**EXTRACTED TEXT:**
---+---
Wagner
Siegfried – Second Day of Der Ring des Nibelungen – Music-drama in three Acts to a libretto by the composer [concert staging; sung in German with English surtitles]
Siegfried – Torsten Kerl
Wanderer – Evgeny Nikitin
Brünnhilde – Elena Pankratova
Mime – Adrian Thompson
Alberich – Robert Hayward
Fafner – Brindley Sherratt
Erda – Anna Larsson
Woodbird – Alina Adamski
London Philharmonic Orchestra
Vladimir Jurowski
Rob Casey – Lighting designer
Pierre Martin – Video designer
Reviewed by: Peter Reed
Reviewed: 1 February, 2020
Venue: Southbank Centre, London – Royal Festival Hall
After the outpourings of love and lyricism in Die Walküre, Wagner’s Ring cycle gets down to some serious, grinding unpleasantness in Siegfried. This jumped out at you in Vladimir Jurowski’s direction of the LPO in this one-off concert staging of the third instalment of their cycle, which started two years ago and ends next year. A toxic, squeezed splash of brass timbre at the start of the Act One Prelude instantly rewired our hearing to the LPO’s masterly handling of Wagner’s web of theme and motif, played with a flair and understanding that saturated the whole score and exposed its workings mercilessly. With such big forces (six harps, Wagner tubas, a phalanx of double-basses ranged along the back of the stage), Jurowski’s conducting style often looked primarily managerial, but it released authority, ear-tingling perceptiveness, abrasive humour, chamber-music delicacy, and, in Act 3, intense tragedy and grandeur.
It was just as well that the LPO’s role was, as Siegfried himself aspires to be, so fearless and strong, because in the first two Acts, the Wanderer and his teenaged grandson Siegfried were at best okay but hardly memorable. Aged a mere 46, the Russian singer Evgeny Nikitin is already a top-god veteran, with a nimble bass-baritone and impressive top range but not so much size and blackness, a combination that marked his card when he was singing the role in the bizarre Mariinsky touring Ring back in 2006. It was no help that throughout he was required to wear a cheap-looking hooded cagoul that didn’t exactly shriek divine existential despair. He did, though, invest the Mime and Alberich exchanges with a sharp urgency leavened with conversational naturalism. Torsten Kerl’s Siegfried was, acting-wise, awkward, and in general his performance was well-schooled Heldentenor with hardly a nod to laddish delinquency, and despite Jurowski’s scrupulous care with balance and the huge demands of the role itself, Kerl’s well-projected, often elegant singing sounded small and under-characterised.
---+---
**PROVIDED DATA:**
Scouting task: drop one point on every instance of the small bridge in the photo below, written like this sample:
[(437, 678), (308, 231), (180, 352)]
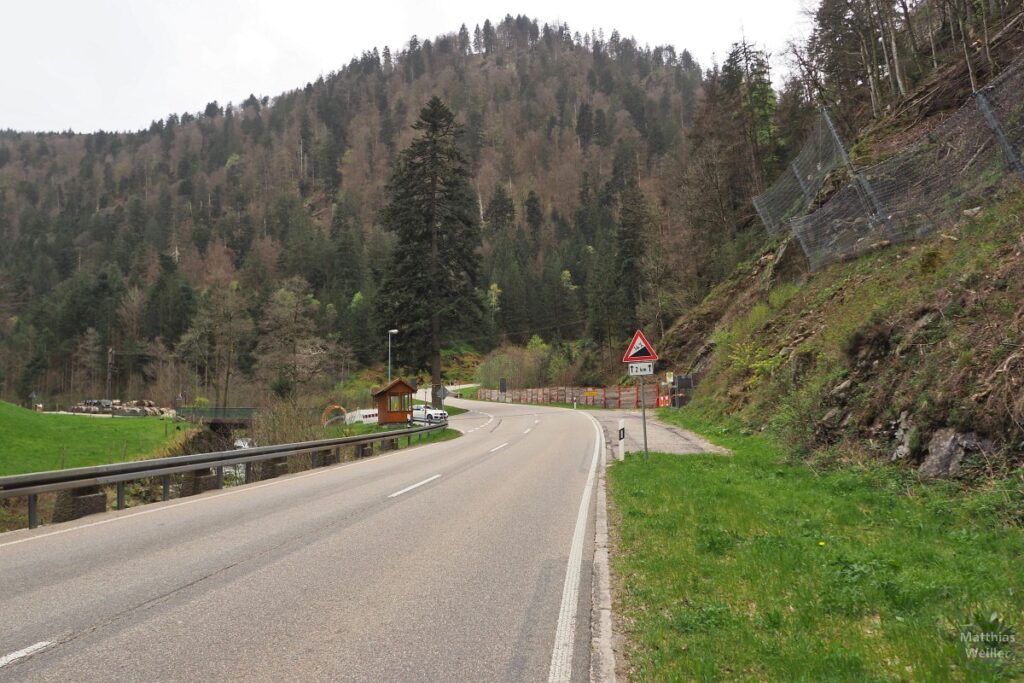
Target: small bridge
[(222, 417)]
---+---
**INSTRUCTIONS FOR THE TASK:**
Please give the number of harps that the Siegfried review lists among the orchestra's forces.

**ANSWER:**
Six harps.